Start of RECORDS FOR THE EXERCISE
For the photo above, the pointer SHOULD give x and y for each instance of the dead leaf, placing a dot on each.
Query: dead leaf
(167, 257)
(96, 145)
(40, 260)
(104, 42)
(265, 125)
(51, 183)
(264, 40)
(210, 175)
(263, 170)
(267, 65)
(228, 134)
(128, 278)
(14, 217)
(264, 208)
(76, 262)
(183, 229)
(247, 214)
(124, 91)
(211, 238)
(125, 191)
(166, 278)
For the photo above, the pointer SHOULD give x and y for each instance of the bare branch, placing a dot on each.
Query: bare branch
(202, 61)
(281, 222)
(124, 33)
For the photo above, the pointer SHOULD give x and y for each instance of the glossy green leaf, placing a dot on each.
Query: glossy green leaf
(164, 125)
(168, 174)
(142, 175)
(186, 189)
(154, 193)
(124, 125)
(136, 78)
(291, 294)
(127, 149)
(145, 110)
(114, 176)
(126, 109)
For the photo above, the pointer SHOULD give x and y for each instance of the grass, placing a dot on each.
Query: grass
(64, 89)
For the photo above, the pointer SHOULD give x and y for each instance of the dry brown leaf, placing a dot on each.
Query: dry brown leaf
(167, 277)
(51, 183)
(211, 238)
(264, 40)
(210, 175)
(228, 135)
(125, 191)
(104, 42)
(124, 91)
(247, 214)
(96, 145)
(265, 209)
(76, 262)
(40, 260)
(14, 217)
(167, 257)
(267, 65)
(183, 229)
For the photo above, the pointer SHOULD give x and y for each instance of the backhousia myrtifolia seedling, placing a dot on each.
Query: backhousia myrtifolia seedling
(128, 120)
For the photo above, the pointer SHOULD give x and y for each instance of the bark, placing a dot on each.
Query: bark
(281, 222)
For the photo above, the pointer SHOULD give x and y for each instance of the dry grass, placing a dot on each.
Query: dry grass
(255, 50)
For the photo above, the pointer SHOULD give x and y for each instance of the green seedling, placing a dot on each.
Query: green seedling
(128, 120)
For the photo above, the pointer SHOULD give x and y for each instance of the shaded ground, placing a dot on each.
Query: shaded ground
End of RECORDS FOR THE EXERCISE
§ **WHAT THE EXERCISE ASKS**:
Return the listing above verbatim.

§ **RESULT OF THE EXERCISE**:
For the photo above, the pointer SHOULD give x and y for each instance of the dead leaf, placing a dot on each.
Query: dead leaf
(167, 257)
(96, 145)
(40, 260)
(104, 42)
(265, 125)
(51, 183)
(264, 40)
(210, 175)
(263, 170)
(267, 65)
(228, 134)
(128, 278)
(14, 217)
(264, 208)
(76, 262)
(183, 229)
(247, 214)
(124, 91)
(211, 238)
(125, 191)
(166, 278)
For the photo above, the pointer SHOULD give x and y for each instance of the bare branch, placing a dot on each.
Query: bare branch
(202, 61)
(281, 222)
(124, 33)
For the photo above, the pointer SHOULD give x and y for each instance of the glossy green leaf, placing a dot on each.
Query: glossy green leaf
(164, 125)
(168, 174)
(142, 175)
(186, 189)
(154, 193)
(124, 125)
(136, 78)
(291, 294)
(127, 149)
(145, 110)
(114, 176)
(126, 109)
For the photo above, the pointer SHOULD give x and y for each instance of the grass, placing a dot on each.
Query: grass
(64, 89)
For the photo above, the pointer SHOULD give x and y for each instance of the dry brown leaf, placing a dot on each.
Query: dry brown leaf
(167, 277)
(51, 183)
(211, 238)
(264, 40)
(210, 175)
(228, 135)
(125, 191)
(104, 42)
(124, 91)
(247, 214)
(96, 145)
(265, 209)
(76, 262)
(40, 260)
(14, 217)
(167, 257)
(267, 65)
(183, 229)
For the photo above, the pointer SHOULD give x and y for each instance of the backhousia myrtifolia seedling, placing a dot on each.
Query: backhousia myrtifolia seedling
(128, 120)
For the photo above, the pointer SHOULD give x and y for each instance of the bark, placing a dot on each.
Query: bark
(281, 222)
For the photo above, the pointer SHOULD give x and y for each instance of the dry grass, placing a dot on each.
Query: dry grass
(255, 50)
For the photo above, the pointer SHOULD give x and y for each instance of the green seedling, placing a dot on each.
Query: green seedling
(128, 120)
For the photo above, the pointer SHOULD give x and y for each instance of the shaded ground, placing a dot on each.
Query: shaded ground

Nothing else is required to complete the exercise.